Input ->
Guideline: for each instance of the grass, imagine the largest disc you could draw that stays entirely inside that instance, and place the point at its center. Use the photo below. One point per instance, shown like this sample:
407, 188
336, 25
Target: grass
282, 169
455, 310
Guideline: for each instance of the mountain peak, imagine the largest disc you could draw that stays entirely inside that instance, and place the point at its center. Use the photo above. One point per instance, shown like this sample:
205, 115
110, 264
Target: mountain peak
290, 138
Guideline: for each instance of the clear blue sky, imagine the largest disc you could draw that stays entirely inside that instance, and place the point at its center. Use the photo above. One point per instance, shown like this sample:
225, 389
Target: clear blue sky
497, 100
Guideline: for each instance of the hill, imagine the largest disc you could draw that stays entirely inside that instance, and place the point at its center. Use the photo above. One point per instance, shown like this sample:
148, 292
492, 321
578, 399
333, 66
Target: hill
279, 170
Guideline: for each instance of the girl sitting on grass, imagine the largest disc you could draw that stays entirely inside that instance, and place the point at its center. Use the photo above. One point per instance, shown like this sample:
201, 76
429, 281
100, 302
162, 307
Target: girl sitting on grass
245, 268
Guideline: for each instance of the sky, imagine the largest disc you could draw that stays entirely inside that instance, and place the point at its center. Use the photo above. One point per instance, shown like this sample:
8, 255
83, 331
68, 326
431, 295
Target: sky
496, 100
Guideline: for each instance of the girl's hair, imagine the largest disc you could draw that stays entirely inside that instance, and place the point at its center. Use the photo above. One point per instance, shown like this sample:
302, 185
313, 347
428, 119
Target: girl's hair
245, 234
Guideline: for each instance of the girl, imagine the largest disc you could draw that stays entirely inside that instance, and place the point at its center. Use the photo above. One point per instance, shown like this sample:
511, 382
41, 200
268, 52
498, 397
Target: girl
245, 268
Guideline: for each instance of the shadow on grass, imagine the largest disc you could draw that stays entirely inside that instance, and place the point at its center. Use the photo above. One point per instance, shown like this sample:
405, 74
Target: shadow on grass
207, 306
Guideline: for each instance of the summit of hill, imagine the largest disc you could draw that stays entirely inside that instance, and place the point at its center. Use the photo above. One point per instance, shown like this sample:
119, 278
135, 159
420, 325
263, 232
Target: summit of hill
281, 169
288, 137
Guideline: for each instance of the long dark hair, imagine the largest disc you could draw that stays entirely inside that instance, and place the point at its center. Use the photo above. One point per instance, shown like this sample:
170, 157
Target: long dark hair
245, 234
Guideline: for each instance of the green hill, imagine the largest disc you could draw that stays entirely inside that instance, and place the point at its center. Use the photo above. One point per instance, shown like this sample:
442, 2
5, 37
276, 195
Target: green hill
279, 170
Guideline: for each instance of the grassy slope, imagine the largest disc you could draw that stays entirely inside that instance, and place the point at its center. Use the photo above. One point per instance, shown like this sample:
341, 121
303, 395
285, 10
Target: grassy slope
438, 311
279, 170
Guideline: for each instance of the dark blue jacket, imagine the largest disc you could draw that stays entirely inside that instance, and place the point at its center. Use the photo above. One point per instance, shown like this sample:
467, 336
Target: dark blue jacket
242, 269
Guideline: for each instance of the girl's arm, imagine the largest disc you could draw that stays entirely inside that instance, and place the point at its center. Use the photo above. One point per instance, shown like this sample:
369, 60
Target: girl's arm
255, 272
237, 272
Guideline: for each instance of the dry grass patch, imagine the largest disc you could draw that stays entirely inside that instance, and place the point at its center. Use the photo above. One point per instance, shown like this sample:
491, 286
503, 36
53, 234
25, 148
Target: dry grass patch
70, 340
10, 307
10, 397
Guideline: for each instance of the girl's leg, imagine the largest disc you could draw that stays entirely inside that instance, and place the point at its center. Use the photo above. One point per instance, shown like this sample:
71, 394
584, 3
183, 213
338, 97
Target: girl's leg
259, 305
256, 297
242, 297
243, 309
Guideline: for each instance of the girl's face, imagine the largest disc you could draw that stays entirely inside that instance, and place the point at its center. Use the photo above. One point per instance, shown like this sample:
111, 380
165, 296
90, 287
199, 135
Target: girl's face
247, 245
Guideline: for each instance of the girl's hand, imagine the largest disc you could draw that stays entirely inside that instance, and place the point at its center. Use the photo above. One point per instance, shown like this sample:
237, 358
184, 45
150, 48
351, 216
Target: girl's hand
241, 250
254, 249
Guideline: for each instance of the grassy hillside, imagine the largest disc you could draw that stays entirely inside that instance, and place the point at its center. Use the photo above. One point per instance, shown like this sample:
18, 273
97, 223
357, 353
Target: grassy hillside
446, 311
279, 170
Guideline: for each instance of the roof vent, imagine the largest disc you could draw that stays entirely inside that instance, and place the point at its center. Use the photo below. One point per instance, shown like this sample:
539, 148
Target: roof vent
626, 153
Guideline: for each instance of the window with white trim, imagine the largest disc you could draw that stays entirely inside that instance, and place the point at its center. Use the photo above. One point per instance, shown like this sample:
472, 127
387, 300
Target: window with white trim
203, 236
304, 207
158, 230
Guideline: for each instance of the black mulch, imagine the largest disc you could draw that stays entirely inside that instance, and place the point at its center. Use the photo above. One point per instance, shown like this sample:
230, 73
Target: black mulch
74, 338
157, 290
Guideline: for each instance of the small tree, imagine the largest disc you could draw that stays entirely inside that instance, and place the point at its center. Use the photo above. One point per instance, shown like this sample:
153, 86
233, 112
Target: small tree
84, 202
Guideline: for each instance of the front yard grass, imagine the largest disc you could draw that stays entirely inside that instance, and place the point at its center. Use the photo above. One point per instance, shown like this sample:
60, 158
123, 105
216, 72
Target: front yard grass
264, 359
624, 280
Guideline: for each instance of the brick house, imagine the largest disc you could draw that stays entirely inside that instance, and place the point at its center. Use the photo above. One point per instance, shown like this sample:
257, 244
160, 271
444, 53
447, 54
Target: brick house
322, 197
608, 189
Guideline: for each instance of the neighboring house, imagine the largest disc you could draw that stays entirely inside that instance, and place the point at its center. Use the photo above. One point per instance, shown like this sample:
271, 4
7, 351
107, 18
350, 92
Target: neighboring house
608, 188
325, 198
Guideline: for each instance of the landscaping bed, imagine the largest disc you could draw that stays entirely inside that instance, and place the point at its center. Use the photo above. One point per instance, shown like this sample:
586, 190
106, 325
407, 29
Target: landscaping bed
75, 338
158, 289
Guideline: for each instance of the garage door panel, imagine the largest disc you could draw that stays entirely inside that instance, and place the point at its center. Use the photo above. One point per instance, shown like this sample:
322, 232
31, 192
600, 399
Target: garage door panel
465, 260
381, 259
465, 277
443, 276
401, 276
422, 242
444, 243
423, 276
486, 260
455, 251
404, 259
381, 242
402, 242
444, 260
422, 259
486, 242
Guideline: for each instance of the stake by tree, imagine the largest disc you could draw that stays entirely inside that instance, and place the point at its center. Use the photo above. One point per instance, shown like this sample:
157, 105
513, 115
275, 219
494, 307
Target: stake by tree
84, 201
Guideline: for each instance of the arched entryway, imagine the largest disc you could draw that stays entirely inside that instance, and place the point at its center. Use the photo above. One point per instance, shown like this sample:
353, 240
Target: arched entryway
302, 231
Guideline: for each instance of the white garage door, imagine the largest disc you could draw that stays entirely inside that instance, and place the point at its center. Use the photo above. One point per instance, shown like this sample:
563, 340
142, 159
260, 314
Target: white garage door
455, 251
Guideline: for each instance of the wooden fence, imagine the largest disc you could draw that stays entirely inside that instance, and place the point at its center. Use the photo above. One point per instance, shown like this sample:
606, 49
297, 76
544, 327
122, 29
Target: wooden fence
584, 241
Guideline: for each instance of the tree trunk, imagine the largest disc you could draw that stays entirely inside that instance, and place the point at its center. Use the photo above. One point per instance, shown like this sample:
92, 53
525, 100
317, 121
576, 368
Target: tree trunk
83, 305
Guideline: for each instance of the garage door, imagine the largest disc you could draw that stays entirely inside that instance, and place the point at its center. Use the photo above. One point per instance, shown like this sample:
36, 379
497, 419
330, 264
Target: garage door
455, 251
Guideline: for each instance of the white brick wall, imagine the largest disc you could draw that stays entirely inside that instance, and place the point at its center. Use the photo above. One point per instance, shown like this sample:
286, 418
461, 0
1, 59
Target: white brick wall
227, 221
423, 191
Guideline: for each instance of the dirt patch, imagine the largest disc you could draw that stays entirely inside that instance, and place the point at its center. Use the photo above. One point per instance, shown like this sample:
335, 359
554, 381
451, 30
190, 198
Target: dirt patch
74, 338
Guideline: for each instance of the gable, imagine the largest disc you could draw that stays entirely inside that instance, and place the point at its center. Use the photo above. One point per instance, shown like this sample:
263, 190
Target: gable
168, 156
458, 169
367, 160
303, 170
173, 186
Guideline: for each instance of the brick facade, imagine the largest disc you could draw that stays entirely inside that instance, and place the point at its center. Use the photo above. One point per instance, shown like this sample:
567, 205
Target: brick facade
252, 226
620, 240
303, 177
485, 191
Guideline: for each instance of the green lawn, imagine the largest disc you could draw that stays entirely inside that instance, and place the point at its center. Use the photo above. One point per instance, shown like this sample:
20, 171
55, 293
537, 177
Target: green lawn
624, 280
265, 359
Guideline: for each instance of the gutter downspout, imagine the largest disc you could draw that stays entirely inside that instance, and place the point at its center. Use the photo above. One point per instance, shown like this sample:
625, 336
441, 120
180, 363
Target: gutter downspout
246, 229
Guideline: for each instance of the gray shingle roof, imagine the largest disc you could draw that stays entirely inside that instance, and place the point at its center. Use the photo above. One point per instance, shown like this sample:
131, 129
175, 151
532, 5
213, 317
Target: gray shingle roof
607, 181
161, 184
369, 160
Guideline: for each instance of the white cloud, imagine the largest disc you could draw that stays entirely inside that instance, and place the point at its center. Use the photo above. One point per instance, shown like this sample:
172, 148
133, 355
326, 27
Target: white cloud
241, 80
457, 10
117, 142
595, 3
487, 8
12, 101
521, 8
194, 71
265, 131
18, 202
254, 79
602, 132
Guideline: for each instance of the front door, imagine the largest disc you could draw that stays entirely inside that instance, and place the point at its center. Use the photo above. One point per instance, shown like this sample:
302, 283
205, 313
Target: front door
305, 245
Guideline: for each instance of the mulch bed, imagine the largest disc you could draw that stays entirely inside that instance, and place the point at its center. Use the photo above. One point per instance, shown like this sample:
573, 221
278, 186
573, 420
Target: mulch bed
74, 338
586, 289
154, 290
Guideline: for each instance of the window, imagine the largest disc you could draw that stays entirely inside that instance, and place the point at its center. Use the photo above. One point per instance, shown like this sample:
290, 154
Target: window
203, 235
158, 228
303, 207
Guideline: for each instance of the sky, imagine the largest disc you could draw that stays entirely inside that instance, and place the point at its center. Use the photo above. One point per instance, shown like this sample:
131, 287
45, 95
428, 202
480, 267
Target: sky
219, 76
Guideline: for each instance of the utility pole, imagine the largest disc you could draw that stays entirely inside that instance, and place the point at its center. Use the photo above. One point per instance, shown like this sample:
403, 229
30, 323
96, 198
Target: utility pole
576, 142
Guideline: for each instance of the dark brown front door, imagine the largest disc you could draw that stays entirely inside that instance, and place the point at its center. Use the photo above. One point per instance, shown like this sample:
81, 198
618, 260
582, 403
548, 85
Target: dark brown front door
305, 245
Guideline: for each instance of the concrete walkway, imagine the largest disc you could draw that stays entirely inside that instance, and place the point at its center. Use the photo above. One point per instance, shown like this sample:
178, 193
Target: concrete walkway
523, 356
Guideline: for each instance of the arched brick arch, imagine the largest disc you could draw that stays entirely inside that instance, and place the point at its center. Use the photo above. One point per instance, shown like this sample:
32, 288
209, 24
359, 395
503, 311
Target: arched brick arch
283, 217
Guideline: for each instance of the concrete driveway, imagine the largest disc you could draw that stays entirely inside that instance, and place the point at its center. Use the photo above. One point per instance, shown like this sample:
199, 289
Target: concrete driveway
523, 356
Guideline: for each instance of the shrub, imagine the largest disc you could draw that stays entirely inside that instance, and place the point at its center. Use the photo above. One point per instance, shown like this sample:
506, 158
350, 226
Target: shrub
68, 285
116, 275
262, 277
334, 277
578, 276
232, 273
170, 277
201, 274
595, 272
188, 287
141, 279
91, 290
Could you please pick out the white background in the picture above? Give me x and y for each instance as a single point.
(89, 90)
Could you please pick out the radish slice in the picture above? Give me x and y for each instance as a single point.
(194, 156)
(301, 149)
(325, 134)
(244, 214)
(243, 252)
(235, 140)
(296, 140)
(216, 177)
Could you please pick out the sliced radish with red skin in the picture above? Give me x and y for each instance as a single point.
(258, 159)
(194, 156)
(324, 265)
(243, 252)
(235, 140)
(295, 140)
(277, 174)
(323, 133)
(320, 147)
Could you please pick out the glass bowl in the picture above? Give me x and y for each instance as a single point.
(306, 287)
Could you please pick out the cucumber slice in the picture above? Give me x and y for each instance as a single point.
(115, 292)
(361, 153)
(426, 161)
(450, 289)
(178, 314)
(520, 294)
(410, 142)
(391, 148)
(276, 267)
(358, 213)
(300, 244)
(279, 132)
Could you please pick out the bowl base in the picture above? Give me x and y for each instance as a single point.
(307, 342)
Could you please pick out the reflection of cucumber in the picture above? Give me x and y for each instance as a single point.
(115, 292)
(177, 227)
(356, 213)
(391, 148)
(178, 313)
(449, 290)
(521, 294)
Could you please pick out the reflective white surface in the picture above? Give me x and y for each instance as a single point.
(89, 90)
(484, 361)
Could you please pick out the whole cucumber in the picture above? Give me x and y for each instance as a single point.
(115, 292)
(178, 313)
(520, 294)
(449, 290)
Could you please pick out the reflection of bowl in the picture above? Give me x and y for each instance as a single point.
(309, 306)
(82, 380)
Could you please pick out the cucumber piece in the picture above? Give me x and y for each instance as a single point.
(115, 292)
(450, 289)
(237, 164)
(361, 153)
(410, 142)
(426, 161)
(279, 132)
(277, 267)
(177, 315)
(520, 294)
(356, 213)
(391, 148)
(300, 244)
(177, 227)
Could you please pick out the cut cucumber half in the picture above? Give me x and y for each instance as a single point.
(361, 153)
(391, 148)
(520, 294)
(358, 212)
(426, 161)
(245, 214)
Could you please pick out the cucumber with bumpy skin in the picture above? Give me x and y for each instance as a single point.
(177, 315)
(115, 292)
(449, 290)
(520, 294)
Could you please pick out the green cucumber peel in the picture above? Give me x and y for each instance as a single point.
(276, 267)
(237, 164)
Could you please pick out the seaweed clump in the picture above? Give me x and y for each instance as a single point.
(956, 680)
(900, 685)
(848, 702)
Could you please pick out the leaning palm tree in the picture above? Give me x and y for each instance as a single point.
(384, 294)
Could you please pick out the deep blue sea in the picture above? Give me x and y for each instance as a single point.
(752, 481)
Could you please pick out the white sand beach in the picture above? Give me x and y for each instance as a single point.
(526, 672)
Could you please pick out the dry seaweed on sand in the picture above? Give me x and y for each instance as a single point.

Directions for this task -> Repeat, character for character, the lines from the one that holds "Could you please pick out the cut" to the final line of the material, inclusive, and no other lines.

Exercise solution ->
Could you please pick out the cut cucumber half in the picture above? Give me x and y for each instance as a single point.
(361, 153)
(391, 148)
(520, 294)
(358, 212)
(426, 161)
(245, 214)
Could you please pick out the cucumber with bumpy skin in the picture above? Give me x and y for each instance as a single point.
(177, 315)
(115, 292)
(449, 290)
(520, 294)
Could you please pick out the green cucumber peel in the picture above? Give me x and y for each instance as a single point.
(276, 267)
(237, 164)
Could you please pick out the seaweed clump in the picture above? Give me x and y for each instance as a single point.
(956, 680)
(900, 685)
(848, 702)
Could you please pick out the leaning palm tree in the picture above? Give me x and y for each instance as a single point.
(384, 294)
Could you please pick out the deep blue sea in the picture above? Give me x and y for each instance as a single point.
(752, 481)
Could you please pick out the white sand beach in the picture above? Give me x and y for each instance as a single point.
(526, 672)
Could you please pick out the dry seaweed on sand in the picture above? Give me x and y for each instance as a single point.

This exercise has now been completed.